***** Given text
Wednesday, September 30, 2009

Foreclosure rates in R.I. accelerating, fueled by job losses | REO



Job losses, declines in work hours, and other financial strains due to the deteriorating economy — more than risky loans — are now driving up mortgage default rates, economists say, and threatening to trigger another giant wave of foreclosures.

An estimated 1 in 14 homeowners in Rhode Island with a mortgage were at least three months behind on their payments at the end of September, according to a report released Friday by the Mortgage Bankers Association in Washington.

These “seriously delinquent” mortgage holders — on top of the more than 2,100 mortgage holders who entered foreclosure in Rhode Island during the third quarter — are largely the product of the deteriorating job market, economists say, and therefore even harder to rescue than their predecessors.

“You can do all the [loan] modifying you want, but if you lost your job, you can’t pay back any of your loan,” said Nicolas P. Retsinas, director of Harvard University’s Joint Center for Housing Studies. “In some ways, the worst is yet to come.”

Nationally, the first wave of foreclosures was driven primarily by investor speculation, followed by homeowners who faced “rate shocks” when interest rates on their mortgages reset, said the Mortgage Bankers Association’s associate vice president of economic forecasting, Orawin Velz. “Now, the problem becomes fundamental, which is that people are losing jobs.”
**********
● **Instruction**: Resume the article on Rhode Island foreclosure rates, picking up right after its last sentence. The rows have nothing to do with the text about foreclosures.
***** Material provided
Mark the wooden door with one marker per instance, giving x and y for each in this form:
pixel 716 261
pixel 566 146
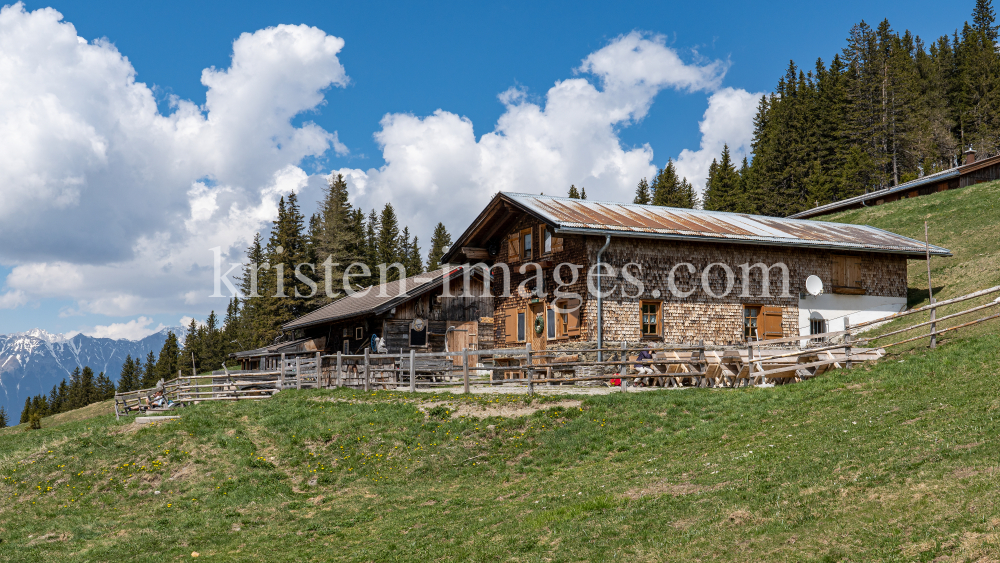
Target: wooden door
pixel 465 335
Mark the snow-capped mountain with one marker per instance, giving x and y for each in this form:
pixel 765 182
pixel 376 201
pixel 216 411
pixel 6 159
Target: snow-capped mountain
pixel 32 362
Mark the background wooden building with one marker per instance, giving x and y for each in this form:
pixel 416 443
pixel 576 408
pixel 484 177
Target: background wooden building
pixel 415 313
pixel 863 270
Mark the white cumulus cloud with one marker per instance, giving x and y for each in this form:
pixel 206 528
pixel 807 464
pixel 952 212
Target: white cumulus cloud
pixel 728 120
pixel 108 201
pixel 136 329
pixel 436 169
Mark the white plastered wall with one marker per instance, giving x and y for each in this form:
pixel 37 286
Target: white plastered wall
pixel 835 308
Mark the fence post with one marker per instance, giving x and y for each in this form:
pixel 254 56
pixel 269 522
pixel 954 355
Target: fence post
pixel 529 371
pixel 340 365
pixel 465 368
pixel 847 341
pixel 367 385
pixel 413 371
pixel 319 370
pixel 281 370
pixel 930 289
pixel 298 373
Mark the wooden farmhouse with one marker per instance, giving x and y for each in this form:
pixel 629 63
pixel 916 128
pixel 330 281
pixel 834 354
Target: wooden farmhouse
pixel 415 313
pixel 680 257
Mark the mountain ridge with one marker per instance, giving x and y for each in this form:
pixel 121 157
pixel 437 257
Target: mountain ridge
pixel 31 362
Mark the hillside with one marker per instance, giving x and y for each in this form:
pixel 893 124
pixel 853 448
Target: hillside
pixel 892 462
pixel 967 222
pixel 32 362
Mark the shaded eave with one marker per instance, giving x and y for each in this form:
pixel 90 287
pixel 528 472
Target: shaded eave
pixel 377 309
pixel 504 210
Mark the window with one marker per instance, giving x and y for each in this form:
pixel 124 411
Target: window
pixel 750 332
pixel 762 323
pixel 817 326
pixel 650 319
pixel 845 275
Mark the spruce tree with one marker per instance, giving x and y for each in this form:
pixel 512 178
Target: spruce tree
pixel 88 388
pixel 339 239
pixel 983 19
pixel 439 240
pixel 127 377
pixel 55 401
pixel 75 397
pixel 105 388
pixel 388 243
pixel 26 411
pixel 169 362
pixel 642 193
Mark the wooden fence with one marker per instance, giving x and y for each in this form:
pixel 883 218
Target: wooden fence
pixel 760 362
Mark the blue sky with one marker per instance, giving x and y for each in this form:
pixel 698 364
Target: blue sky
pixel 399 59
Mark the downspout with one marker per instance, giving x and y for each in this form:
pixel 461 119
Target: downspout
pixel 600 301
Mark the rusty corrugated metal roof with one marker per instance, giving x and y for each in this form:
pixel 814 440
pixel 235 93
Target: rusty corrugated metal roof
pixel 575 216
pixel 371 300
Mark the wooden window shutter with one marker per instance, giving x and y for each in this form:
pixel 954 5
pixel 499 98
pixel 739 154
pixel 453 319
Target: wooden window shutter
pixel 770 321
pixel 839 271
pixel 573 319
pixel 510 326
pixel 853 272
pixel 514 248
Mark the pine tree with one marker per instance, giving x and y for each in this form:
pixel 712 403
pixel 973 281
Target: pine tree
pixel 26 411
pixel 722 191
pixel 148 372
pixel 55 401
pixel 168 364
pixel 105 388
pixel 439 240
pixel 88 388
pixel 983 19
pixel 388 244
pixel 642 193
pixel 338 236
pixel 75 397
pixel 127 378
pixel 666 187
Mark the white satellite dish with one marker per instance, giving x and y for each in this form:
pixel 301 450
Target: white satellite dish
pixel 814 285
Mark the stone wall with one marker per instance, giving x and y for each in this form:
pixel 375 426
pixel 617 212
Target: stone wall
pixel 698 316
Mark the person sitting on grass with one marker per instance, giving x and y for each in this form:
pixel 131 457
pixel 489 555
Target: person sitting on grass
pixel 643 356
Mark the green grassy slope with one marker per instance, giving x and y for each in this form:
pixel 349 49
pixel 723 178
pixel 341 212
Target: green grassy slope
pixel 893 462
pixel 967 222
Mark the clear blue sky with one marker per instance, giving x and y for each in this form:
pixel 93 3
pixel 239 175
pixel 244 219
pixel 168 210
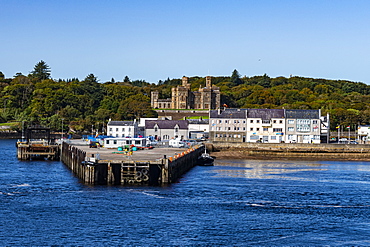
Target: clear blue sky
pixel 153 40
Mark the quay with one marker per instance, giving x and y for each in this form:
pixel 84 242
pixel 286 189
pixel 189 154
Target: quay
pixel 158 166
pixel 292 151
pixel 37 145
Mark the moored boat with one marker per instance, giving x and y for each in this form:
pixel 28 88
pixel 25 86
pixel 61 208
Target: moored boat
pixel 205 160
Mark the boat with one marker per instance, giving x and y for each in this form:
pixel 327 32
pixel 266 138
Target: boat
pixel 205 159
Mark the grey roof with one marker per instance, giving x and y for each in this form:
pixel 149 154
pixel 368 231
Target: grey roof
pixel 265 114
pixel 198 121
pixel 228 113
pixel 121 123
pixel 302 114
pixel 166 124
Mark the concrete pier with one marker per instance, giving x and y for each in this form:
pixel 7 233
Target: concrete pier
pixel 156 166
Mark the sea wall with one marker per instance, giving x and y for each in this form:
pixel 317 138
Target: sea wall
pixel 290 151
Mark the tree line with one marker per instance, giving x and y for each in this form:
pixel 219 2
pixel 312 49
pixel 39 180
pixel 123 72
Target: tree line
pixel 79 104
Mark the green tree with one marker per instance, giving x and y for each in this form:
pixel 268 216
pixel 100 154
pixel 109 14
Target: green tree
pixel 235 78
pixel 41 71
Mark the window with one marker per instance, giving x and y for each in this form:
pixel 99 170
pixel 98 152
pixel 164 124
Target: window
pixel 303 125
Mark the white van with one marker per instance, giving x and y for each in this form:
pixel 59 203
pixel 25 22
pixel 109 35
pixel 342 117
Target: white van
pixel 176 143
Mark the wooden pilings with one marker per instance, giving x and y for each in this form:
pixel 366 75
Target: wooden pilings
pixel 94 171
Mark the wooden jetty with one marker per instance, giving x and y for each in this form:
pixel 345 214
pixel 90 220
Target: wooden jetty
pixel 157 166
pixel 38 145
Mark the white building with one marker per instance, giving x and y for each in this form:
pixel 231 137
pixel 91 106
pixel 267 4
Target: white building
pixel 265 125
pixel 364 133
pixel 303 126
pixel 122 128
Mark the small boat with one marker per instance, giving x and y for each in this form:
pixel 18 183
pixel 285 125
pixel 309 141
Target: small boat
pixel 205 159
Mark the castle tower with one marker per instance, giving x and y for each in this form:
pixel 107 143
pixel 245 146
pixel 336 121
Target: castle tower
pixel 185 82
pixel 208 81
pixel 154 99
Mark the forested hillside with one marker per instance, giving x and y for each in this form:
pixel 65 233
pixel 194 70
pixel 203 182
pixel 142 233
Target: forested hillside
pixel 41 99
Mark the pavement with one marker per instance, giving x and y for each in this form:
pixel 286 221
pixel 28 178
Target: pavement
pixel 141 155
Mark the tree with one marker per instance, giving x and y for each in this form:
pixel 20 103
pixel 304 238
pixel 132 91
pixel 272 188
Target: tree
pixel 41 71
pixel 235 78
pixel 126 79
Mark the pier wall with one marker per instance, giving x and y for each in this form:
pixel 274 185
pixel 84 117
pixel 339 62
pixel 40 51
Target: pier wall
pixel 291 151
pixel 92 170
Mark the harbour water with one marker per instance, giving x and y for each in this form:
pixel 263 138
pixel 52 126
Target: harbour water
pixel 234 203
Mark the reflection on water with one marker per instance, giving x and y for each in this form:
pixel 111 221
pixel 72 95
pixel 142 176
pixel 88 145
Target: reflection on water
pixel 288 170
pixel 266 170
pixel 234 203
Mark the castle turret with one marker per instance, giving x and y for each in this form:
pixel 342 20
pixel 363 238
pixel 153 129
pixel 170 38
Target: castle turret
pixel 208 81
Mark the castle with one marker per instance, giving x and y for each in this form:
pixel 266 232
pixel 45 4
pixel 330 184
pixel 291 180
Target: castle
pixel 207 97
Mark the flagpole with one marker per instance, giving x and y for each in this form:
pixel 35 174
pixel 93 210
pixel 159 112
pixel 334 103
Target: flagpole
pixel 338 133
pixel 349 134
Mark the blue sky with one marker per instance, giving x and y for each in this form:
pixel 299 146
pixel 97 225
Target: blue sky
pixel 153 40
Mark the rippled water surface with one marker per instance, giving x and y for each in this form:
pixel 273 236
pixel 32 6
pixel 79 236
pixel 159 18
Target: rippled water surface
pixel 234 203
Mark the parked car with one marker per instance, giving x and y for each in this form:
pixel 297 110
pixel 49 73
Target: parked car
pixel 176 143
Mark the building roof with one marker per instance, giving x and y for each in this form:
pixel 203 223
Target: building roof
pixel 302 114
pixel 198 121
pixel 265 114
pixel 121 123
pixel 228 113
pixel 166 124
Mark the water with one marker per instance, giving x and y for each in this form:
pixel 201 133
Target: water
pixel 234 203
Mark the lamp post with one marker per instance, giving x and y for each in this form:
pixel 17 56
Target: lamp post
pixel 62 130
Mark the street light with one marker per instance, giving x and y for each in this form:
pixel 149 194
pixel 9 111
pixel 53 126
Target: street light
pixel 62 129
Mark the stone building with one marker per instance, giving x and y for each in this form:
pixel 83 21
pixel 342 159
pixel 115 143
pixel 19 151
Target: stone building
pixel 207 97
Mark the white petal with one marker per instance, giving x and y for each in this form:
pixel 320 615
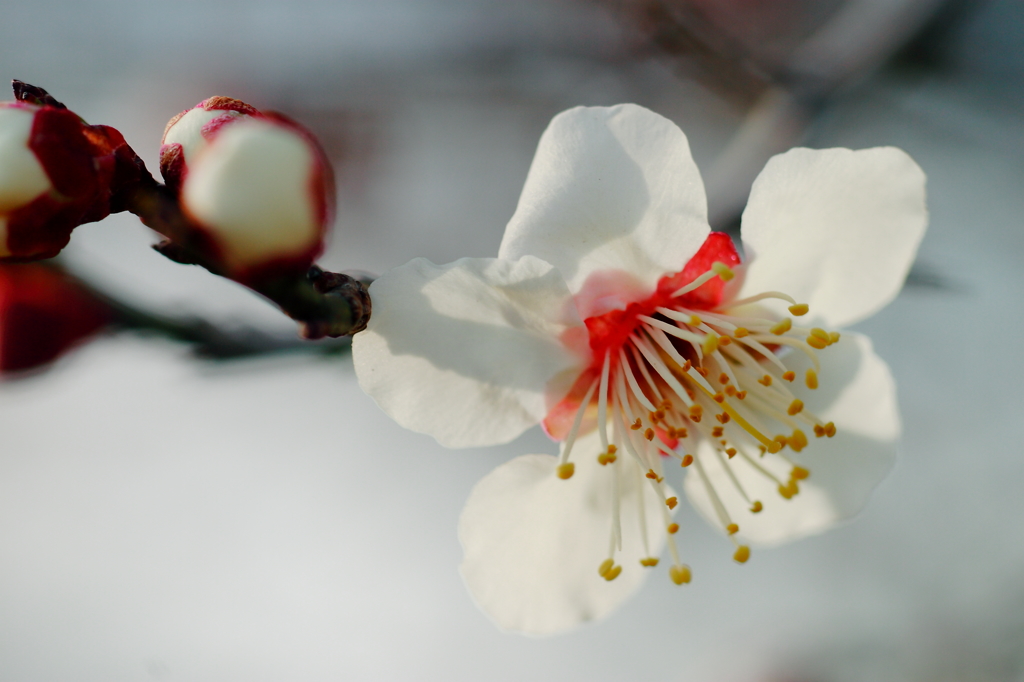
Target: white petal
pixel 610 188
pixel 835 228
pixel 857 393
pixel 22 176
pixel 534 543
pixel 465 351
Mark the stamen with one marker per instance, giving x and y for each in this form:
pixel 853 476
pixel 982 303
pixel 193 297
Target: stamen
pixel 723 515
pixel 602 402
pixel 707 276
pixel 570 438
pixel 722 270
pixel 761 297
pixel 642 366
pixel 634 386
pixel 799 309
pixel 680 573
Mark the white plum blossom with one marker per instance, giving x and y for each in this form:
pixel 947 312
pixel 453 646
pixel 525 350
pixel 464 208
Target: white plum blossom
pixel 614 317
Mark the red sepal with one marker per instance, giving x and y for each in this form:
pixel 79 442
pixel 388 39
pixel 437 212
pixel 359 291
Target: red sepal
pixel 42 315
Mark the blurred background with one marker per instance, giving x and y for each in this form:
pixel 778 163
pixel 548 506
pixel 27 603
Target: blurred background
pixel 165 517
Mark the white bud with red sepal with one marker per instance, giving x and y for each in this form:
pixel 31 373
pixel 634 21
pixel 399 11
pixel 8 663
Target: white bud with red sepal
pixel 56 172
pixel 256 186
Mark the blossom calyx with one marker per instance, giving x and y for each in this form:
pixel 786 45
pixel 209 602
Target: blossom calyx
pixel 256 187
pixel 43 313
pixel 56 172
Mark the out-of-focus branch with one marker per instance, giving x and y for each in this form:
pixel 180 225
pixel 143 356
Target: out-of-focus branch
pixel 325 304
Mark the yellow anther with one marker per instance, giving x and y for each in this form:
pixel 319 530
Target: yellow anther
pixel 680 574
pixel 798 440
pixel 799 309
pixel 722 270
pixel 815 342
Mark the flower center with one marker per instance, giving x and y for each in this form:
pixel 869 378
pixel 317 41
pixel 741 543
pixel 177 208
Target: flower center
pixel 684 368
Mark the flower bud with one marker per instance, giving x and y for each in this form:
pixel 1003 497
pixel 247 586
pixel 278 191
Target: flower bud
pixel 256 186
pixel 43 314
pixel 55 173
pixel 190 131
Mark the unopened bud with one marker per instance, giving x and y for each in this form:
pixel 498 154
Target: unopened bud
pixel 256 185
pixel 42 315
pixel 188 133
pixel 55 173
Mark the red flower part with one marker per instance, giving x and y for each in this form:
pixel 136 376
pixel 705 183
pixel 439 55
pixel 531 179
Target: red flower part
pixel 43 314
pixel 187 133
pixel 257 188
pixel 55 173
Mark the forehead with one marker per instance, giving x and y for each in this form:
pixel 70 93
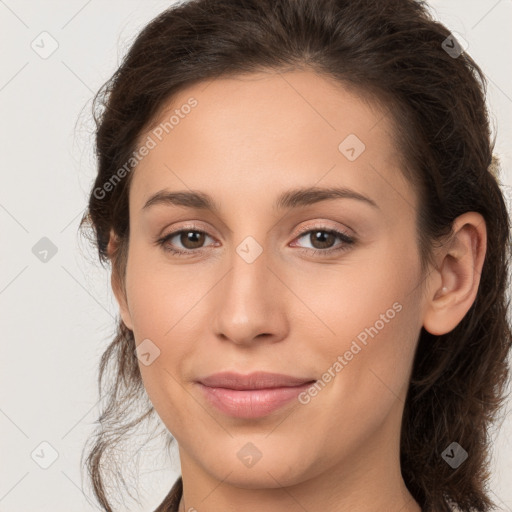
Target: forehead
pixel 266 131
**********
● **Reply to the exercise**:
The U.S. economy has shed 1.9 million jobs this year, and slack labor demand has left more people working part time because they can’t land full-time jobs. The Economic Policy Institute in Washington estimates the number of unemployed or underemployed workers in the county at 19.6 million, or about one in eight workers.

“Until we see a turnaround in the job situation, we’re not going to see these numbers improve,” said Jay Brinkman, Mortgage Bankers’ chief economist. The increase in mortgages that are 90 days delinquent is “the highest it’s ever been,” he said.

Rhode Island has lost nearly 15,000 payroll jobs since January and the state unemployment rate as of October is 9.3 percent, tied with Michigan’s as the highest in the country.

Rhode Island also is just behind Michigan in its rate of foreclosures initiated during the third-quarter, making it sixth-highest in the country and ahead of every other state in New England. The Mortgage Bankers’ report is based on a survey of about 85 percent of all mortgage companies, commercial banks, thrifts, credit unions and other lenders

Meanwhile, the ranks of homeowners have fallen behind on their mortgages has grown. The state’s third-quarter delinquency rate (mortgages 30 days or more past due) rose to 7.3 percent, compared with 5.8 percent during the same period last year, according to he Mortgage Bankers’ report. (The delinquency rate excludes loans in foreclosure.)

“People are losing their jobs, they’ve depleted savings and 401(k)s,” said Raymond Neirinckx, of the Rhode Island Housing Resources Commission. “They’re saying, ‘What else can I do now to save my home?’ ”

Efforts by Washington lawmakers to encourage lenders to voluntarily modify mortgages “are not working,” Neirinckx said. “Tweaking interest rates or extending the terms from 30 to 40 years isn’t having a significant impact.”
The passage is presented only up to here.